◆ Given records
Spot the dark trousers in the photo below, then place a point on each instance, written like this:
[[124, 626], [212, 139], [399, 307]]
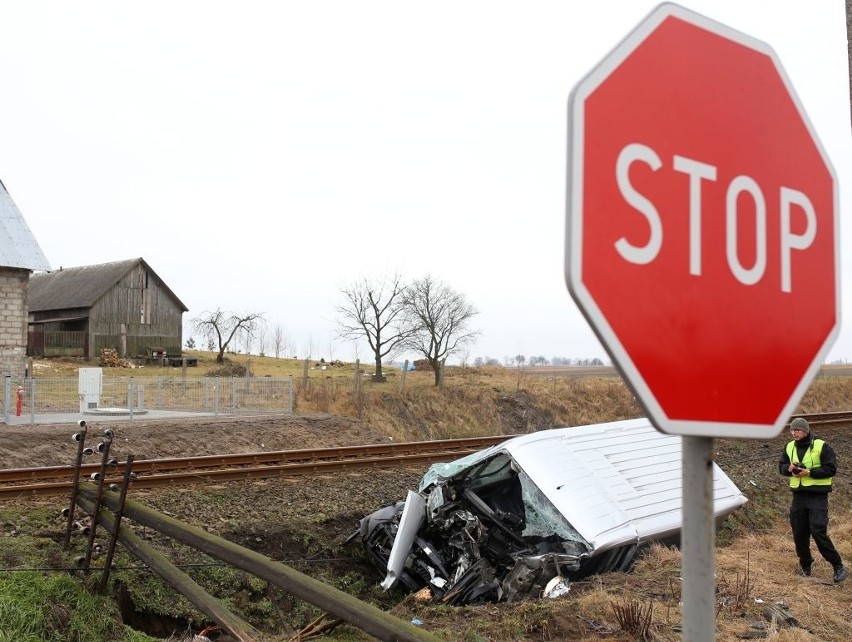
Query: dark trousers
[[809, 518]]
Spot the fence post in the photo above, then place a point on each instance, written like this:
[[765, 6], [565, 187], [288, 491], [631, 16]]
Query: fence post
[[32, 399], [358, 404], [131, 391], [7, 397], [402, 378]]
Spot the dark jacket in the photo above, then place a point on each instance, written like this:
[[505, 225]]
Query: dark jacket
[[827, 467]]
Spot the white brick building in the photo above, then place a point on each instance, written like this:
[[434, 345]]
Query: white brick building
[[20, 255]]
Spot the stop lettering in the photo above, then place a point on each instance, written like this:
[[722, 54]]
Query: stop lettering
[[701, 226]]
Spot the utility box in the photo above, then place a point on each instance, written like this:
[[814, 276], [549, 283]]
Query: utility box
[[90, 387]]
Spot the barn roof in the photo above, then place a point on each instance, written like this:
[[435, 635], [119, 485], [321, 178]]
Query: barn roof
[[81, 287], [18, 246]]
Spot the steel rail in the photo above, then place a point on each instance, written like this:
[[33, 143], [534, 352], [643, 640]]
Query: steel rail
[[146, 466], [17, 491], [221, 468]]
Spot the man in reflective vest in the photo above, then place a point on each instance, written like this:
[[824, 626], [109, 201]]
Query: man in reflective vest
[[810, 464]]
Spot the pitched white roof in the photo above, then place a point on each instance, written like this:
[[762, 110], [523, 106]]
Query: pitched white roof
[[616, 482], [18, 246]]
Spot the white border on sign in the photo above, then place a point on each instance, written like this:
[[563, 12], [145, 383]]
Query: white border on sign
[[574, 230]]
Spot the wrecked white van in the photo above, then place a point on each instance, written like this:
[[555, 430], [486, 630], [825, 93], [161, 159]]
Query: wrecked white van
[[527, 516]]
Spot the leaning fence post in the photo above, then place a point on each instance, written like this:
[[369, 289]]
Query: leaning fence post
[[103, 447], [80, 438], [32, 399], [7, 397], [402, 378], [131, 390], [216, 397], [128, 468], [357, 387]]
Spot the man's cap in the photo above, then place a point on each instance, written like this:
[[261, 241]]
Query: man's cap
[[801, 424]]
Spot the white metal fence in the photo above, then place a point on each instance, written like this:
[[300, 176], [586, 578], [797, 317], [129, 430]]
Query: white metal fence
[[142, 397]]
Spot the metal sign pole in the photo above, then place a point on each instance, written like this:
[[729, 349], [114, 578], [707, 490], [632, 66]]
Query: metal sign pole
[[698, 541]]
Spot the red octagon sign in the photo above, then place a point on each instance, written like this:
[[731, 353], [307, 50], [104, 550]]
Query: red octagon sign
[[702, 226]]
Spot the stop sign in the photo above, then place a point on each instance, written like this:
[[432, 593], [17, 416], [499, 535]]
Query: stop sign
[[702, 226]]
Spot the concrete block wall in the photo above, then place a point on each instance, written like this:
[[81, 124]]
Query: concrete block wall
[[14, 288]]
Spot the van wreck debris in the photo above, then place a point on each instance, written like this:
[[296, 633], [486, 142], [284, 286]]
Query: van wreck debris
[[528, 516]]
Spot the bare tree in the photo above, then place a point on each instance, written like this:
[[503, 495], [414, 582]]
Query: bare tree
[[221, 327], [440, 317], [373, 310]]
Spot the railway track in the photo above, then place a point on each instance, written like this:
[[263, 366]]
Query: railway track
[[152, 473], [56, 480]]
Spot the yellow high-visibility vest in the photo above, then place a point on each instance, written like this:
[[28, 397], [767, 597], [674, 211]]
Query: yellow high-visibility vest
[[809, 461]]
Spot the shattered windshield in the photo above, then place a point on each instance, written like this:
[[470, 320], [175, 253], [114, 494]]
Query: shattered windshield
[[541, 517]]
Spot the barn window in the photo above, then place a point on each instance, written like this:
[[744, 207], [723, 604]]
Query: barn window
[[145, 305]]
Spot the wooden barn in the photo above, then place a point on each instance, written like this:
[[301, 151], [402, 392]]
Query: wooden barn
[[123, 306]]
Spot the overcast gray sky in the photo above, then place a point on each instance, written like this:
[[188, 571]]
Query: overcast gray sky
[[263, 155]]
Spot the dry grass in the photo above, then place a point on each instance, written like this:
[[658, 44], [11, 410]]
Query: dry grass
[[755, 561]]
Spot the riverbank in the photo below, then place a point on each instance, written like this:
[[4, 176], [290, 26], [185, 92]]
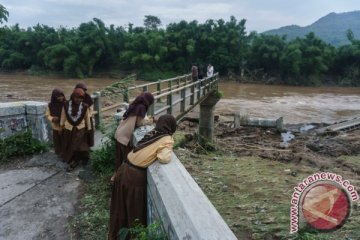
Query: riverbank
[[251, 175], [248, 176]]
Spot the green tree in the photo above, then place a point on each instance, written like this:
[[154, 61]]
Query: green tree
[[4, 14], [152, 22]]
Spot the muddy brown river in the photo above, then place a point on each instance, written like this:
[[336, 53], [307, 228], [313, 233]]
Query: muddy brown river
[[295, 104]]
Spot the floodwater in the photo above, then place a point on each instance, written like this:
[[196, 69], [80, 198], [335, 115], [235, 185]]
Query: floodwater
[[294, 104]]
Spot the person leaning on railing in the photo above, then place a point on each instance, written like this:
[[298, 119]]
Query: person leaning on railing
[[128, 199], [134, 116]]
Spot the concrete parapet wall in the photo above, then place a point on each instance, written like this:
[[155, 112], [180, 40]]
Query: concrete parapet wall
[[16, 116], [175, 199]]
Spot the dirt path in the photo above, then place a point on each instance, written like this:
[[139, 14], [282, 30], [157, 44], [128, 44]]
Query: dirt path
[[38, 197]]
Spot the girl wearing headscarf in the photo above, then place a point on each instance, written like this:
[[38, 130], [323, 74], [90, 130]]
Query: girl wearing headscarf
[[53, 114], [135, 116], [89, 103], [128, 200], [75, 119]]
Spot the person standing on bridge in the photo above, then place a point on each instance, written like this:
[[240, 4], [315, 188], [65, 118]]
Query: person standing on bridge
[[135, 116], [210, 70], [128, 199], [53, 114], [89, 103], [194, 72], [75, 119]]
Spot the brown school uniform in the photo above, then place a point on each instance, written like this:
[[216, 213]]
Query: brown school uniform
[[128, 201], [123, 135], [57, 134], [75, 142]]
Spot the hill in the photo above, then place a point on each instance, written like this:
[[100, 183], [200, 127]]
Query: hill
[[331, 28]]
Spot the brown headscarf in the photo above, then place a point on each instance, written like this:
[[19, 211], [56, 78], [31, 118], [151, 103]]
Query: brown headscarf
[[75, 108], [87, 98], [55, 106], [140, 105], [165, 126]]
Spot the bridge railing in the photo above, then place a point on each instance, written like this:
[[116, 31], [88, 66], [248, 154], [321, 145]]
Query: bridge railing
[[178, 92]]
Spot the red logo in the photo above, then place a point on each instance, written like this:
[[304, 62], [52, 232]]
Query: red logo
[[325, 206]]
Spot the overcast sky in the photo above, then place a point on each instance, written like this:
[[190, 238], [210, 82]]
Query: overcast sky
[[261, 15]]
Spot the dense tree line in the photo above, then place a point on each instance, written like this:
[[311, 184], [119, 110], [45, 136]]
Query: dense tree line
[[157, 52]]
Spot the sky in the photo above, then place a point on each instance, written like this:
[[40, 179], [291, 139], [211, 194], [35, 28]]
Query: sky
[[260, 15]]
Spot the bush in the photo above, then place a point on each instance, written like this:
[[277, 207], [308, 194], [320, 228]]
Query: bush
[[139, 232], [20, 144], [102, 160]]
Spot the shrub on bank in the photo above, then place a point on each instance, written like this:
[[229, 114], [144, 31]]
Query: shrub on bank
[[103, 159], [20, 144]]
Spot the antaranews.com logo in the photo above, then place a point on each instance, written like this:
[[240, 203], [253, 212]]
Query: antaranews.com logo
[[323, 200]]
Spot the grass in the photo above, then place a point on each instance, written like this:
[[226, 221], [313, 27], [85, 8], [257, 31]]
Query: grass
[[253, 195], [92, 220]]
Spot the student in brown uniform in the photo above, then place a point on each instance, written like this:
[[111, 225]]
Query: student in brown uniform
[[53, 113], [128, 200], [89, 103], [75, 119], [134, 116]]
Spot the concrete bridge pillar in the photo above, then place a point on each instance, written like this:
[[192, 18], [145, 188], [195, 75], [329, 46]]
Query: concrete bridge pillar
[[206, 121]]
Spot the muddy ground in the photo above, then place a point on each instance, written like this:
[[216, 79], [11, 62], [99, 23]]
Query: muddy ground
[[250, 175]]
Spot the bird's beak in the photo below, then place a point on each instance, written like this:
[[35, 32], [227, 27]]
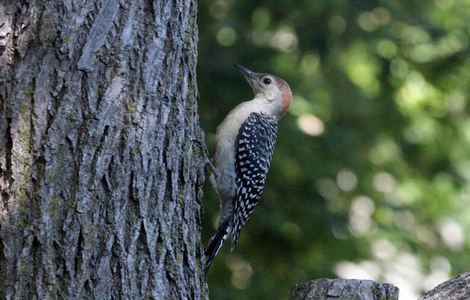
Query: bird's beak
[[249, 75]]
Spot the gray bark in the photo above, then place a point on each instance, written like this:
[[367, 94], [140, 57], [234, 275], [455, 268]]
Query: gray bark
[[100, 183], [327, 289], [457, 288]]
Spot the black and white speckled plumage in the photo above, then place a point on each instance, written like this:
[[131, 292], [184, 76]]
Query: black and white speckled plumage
[[254, 150], [243, 151]]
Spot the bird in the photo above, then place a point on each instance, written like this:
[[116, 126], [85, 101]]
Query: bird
[[244, 145]]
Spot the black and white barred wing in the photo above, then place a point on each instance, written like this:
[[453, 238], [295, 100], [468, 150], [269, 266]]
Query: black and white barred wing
[[254, 150]]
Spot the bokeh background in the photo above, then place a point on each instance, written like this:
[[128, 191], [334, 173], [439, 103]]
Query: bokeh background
[[371, 173]]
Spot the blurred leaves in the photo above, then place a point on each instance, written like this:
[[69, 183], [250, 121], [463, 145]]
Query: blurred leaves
[[371, 172]]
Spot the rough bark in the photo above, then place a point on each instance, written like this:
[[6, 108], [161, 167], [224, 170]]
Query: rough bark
[[456, 288], [99, 180], [329, 289]]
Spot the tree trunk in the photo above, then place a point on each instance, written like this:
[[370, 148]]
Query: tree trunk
[[99, 178]]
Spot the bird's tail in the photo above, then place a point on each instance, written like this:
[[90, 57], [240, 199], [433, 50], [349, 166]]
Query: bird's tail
[[215, 243]]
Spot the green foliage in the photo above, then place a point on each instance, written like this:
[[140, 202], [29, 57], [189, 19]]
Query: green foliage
[[371, 173]]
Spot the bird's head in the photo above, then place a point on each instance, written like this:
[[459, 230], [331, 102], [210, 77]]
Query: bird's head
[[272, 88]]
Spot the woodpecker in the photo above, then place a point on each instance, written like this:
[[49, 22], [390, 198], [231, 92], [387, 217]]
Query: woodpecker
[[244, 146]]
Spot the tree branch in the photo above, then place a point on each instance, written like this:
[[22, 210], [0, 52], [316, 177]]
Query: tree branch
[[328, 289]]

◆ What is required
Lay out everything in the records above, from the line containing "Spot the van" down to the line containing "[[152, 473], [56, 480]]", as a Markdown table with the columns Row and Line. Leave out any blank lines.

◆ Result
| Row | Line |
|---|---|
| 1 | Spot the van wreck debris in the photo above, then place a point on each instance, written like this: |
| 2 | [[296, 633], [486, 142], [284, 286]] |
| 3 | Query: van wreck debris |
| 4 | [[528, 516]] |
| 5 | Spot the bare tree in the photo above, then place a point on each instance, written like this: |
| 6 | [[503, 495], [414, 582]] |
| 7 | Query: bare tree |
| 8 | [[221, 327], [440, 317], [373, 310]] |
| 9 | Spot the railway track in the photo above, then place a point on each instance, written like this: |
| 10 | [[263, 366]] |
| 11 | Query: railway track |
| 12 | [[152, 473], [56, 480]] |